Recorded data:
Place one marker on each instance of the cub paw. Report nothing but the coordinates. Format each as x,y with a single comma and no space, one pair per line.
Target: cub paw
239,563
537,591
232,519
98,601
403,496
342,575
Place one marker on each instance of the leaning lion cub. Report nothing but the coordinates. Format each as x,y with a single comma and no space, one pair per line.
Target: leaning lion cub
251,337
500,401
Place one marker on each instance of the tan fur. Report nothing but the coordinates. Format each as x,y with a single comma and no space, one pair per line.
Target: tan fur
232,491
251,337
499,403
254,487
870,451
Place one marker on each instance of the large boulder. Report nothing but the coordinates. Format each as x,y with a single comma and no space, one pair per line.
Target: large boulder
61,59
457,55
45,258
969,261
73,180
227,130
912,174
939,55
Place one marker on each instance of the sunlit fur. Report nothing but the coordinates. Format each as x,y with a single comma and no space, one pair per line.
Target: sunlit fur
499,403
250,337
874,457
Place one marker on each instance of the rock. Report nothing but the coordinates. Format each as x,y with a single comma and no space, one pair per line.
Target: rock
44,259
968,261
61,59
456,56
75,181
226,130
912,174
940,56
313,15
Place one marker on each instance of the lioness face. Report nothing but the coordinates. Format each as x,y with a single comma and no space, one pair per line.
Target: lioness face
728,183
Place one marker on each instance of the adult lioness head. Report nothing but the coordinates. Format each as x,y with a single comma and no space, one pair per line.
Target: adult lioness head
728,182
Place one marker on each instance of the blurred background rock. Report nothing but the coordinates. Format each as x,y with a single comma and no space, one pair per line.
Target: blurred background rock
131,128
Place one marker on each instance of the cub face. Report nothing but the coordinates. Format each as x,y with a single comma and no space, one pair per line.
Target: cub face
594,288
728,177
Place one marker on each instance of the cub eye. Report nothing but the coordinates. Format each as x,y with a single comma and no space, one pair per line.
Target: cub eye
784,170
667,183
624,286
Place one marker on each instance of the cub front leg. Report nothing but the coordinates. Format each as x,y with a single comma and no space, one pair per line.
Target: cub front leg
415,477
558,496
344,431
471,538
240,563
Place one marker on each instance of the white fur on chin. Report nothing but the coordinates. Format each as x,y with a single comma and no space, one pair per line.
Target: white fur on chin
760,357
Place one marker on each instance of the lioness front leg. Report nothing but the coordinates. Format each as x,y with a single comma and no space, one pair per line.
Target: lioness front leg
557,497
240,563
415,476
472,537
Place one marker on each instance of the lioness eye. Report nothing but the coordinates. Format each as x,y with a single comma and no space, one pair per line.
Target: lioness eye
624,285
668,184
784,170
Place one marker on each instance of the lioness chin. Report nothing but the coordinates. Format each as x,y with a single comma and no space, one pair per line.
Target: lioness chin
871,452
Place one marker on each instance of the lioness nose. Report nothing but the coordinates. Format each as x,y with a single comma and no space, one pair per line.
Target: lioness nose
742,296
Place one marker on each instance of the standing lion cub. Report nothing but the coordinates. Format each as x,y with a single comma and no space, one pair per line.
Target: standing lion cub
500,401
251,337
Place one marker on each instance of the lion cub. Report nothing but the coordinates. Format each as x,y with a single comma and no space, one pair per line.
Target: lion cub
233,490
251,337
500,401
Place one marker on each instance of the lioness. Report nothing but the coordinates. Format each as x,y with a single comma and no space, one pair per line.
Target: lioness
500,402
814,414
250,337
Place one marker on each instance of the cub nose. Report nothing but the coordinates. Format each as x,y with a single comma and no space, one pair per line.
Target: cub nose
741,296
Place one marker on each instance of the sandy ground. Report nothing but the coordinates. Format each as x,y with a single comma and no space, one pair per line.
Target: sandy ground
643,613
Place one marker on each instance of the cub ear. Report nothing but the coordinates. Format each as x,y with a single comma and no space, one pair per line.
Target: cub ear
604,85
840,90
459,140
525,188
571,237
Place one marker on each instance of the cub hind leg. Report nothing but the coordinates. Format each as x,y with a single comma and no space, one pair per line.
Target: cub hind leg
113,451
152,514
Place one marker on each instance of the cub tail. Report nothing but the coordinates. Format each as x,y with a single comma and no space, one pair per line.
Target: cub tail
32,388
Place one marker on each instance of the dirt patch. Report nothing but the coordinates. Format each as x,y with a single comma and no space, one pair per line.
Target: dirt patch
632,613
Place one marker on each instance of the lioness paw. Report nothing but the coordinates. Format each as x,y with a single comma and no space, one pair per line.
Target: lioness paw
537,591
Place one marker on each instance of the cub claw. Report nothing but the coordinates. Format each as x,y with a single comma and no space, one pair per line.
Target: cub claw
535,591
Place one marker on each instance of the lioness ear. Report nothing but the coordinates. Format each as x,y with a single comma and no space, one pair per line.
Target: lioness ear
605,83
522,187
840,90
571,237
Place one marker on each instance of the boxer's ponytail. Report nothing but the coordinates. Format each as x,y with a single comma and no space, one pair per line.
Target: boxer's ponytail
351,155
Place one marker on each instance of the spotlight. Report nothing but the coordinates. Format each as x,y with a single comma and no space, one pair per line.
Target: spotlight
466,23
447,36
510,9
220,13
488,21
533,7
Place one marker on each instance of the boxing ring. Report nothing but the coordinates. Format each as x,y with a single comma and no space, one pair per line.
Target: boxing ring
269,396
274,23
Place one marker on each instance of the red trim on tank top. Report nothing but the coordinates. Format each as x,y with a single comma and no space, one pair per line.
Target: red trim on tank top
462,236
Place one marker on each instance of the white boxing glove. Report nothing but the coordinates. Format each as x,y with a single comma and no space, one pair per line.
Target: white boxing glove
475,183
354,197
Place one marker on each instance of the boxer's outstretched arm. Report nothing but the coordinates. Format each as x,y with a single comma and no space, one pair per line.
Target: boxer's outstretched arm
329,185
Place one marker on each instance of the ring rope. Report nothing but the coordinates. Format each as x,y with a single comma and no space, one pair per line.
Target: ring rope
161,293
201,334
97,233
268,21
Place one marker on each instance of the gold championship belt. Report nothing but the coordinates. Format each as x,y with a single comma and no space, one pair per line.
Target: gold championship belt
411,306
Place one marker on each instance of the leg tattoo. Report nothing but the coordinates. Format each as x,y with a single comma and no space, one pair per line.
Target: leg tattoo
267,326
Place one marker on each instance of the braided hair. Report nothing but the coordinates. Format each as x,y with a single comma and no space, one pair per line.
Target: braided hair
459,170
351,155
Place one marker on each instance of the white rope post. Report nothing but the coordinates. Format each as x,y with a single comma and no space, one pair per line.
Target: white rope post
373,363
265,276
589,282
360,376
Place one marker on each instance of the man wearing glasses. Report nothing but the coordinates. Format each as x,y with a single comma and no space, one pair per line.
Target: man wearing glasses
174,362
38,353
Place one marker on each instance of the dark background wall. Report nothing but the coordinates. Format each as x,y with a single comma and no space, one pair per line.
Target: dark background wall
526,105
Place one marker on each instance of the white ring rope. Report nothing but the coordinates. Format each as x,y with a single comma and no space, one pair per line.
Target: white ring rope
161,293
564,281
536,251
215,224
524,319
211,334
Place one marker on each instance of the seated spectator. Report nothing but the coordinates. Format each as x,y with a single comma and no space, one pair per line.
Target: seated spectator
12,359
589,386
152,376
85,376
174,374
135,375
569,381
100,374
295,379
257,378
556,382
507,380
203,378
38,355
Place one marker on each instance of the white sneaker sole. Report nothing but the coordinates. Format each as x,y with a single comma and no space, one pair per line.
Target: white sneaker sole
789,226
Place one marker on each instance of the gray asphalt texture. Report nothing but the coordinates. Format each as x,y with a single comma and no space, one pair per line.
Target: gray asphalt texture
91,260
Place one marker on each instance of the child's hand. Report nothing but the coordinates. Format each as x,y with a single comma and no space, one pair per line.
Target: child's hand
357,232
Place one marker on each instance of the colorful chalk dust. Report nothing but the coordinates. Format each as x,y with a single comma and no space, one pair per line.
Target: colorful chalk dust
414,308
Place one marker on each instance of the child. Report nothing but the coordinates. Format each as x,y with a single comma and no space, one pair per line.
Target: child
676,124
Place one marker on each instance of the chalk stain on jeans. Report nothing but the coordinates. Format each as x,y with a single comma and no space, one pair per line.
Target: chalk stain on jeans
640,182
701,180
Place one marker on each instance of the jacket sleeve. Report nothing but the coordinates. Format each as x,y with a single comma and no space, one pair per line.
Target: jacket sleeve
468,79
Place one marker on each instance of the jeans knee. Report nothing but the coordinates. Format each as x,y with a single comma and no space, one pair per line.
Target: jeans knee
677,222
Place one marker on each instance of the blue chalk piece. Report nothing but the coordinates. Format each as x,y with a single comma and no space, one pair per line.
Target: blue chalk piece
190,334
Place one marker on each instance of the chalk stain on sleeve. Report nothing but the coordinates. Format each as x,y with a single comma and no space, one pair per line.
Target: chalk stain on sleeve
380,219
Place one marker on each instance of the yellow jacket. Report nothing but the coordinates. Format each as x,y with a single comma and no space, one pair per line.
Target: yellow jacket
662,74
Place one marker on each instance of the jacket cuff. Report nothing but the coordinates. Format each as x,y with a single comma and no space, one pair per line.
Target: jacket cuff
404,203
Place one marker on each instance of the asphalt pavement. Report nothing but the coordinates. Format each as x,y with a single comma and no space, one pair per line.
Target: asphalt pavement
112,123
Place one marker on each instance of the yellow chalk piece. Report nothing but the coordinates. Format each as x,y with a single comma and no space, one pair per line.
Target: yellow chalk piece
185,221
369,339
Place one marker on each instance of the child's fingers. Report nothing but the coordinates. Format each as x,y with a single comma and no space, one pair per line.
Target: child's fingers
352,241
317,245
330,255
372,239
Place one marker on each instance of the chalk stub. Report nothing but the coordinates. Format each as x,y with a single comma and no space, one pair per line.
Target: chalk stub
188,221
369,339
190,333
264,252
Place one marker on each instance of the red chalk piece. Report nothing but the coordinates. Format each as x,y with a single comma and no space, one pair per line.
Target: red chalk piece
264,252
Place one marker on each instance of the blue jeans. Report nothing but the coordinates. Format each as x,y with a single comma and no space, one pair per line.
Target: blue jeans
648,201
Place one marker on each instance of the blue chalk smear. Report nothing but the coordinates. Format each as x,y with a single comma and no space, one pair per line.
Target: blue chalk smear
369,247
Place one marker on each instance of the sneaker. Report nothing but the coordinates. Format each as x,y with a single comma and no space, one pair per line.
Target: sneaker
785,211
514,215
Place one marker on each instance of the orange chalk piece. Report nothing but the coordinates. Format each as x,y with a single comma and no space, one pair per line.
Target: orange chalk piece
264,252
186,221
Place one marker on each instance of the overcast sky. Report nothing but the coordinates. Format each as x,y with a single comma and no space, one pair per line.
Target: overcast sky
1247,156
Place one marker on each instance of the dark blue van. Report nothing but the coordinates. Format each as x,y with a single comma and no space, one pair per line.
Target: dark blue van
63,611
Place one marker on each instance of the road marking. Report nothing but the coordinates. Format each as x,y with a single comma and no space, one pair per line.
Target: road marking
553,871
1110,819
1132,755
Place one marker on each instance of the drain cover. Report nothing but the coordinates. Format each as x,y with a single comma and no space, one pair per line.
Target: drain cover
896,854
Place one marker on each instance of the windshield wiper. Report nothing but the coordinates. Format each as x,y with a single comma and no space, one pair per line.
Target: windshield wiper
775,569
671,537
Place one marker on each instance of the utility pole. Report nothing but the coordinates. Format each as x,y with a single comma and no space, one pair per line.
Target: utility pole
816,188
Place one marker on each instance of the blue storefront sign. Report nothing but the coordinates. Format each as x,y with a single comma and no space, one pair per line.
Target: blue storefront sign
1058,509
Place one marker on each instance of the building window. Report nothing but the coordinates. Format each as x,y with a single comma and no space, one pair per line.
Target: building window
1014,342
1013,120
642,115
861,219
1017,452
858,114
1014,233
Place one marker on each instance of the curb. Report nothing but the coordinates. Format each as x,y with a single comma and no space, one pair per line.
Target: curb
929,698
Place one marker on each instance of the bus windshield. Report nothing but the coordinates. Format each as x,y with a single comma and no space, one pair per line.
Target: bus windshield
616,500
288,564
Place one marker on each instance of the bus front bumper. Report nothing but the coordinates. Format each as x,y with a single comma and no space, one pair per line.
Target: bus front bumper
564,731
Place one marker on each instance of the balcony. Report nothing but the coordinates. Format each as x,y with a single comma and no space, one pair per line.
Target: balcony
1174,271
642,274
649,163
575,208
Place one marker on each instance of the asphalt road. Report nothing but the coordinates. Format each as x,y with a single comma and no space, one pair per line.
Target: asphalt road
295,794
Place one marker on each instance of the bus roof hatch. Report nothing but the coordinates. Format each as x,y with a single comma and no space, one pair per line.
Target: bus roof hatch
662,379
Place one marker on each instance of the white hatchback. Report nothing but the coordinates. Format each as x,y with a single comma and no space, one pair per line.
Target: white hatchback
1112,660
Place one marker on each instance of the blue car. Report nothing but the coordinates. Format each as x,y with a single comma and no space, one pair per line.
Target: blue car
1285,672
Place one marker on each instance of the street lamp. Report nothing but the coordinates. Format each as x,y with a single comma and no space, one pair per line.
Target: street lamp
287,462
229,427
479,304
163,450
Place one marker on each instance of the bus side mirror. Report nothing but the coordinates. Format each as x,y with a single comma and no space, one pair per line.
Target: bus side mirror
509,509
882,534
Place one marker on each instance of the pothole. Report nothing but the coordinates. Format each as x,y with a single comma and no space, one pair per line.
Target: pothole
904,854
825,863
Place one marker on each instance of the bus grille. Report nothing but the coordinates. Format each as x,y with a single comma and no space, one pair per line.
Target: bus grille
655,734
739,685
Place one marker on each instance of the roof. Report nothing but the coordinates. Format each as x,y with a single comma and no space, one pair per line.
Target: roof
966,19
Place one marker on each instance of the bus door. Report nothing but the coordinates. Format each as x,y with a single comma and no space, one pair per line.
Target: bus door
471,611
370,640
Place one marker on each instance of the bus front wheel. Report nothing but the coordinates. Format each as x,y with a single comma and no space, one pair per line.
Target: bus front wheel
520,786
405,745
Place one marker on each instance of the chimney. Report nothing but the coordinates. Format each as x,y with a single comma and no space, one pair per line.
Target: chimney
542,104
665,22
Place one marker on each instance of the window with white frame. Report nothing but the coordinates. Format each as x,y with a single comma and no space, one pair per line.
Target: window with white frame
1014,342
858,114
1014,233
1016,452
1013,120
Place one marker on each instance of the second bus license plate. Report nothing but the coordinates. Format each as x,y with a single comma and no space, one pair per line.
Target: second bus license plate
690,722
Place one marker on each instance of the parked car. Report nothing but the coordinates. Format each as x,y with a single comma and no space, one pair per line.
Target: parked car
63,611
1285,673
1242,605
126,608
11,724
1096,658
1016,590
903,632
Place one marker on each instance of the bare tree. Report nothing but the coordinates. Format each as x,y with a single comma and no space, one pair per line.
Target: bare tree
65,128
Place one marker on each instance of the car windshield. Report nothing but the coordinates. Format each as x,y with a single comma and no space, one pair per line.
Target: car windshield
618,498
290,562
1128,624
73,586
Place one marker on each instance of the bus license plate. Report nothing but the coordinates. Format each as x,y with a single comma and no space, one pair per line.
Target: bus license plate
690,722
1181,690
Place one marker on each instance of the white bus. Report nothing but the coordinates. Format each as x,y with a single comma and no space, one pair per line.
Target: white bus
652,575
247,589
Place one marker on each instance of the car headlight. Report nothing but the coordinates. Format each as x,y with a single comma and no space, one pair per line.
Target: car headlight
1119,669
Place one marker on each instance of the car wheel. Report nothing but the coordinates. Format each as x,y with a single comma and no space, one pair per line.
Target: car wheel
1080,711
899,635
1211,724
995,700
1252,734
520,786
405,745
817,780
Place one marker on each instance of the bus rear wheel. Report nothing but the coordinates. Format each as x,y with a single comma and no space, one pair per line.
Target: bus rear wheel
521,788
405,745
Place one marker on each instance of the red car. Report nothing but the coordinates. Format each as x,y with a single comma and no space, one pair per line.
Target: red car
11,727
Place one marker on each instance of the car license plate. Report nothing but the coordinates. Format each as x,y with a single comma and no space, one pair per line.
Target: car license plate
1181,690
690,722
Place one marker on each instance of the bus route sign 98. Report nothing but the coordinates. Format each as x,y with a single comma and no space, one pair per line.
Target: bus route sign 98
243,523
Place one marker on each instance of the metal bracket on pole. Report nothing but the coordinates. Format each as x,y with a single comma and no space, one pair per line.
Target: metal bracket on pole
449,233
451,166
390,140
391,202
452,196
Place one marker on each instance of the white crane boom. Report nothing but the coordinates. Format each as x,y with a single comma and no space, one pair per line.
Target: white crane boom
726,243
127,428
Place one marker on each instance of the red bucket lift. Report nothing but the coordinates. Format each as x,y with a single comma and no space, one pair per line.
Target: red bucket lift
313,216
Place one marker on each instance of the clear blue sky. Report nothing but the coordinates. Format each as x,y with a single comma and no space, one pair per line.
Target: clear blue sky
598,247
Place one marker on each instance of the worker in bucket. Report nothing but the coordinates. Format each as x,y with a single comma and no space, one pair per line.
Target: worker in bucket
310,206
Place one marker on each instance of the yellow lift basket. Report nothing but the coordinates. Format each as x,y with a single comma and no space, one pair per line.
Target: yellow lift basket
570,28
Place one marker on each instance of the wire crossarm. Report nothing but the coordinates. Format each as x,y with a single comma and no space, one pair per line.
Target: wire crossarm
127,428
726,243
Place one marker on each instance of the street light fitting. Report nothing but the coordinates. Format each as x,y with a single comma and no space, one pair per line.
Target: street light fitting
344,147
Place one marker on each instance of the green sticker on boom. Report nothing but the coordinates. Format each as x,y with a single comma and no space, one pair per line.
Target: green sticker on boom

_ACTIVITY_.
Above are the records. Copy the lines beginning at the one that has "Place one marker on each instance of the dark background" and ending with the one that has "Place one marker on each instance of the child's hand.", unchanged.

_ANSWER AREA_.
Place one marker on each instance of the dark background wall. Report nothing but the coordinates. Format each as x,y with a single comma and no space, one pair per line.
Target: dark background wall
526,105
Place one marker on each instance of the white ring rope. Report nothing but the coordinates. Format each as x,y with a single comma and no space, one pair per line.
Target: white ring rope
161,293
564,281
536,251
215,224
524,319
211,334
Place one marker on each instance of the seated spectator. Report nothing but the coordinates. Format each as x,y with a single comma and no space, one pair per line.
Target: seated spectator
12,359
589,386
152,376
85,376
174,374
135,375
569,381
100,374
295,379
257,378
556,382
507,380
203,378
38,355
Place one marker on each instance of the white sneaker sole. Report nothing but the coordinates. Format each as x,y with a single comma and no space, one pair per line.
Target: white sneaker sole
789,226
Place one marker on each instance of the gray asphalt texture. Report nothing but the coordinates. Format each as x,y with a single comma and no space, one pair per line.
Target: gray asphalt texture
91,260
Place one marker on each instance of the child's hand. Report nothing but the coordinates. Format each as x,y with a single comma and no space, one pair per line.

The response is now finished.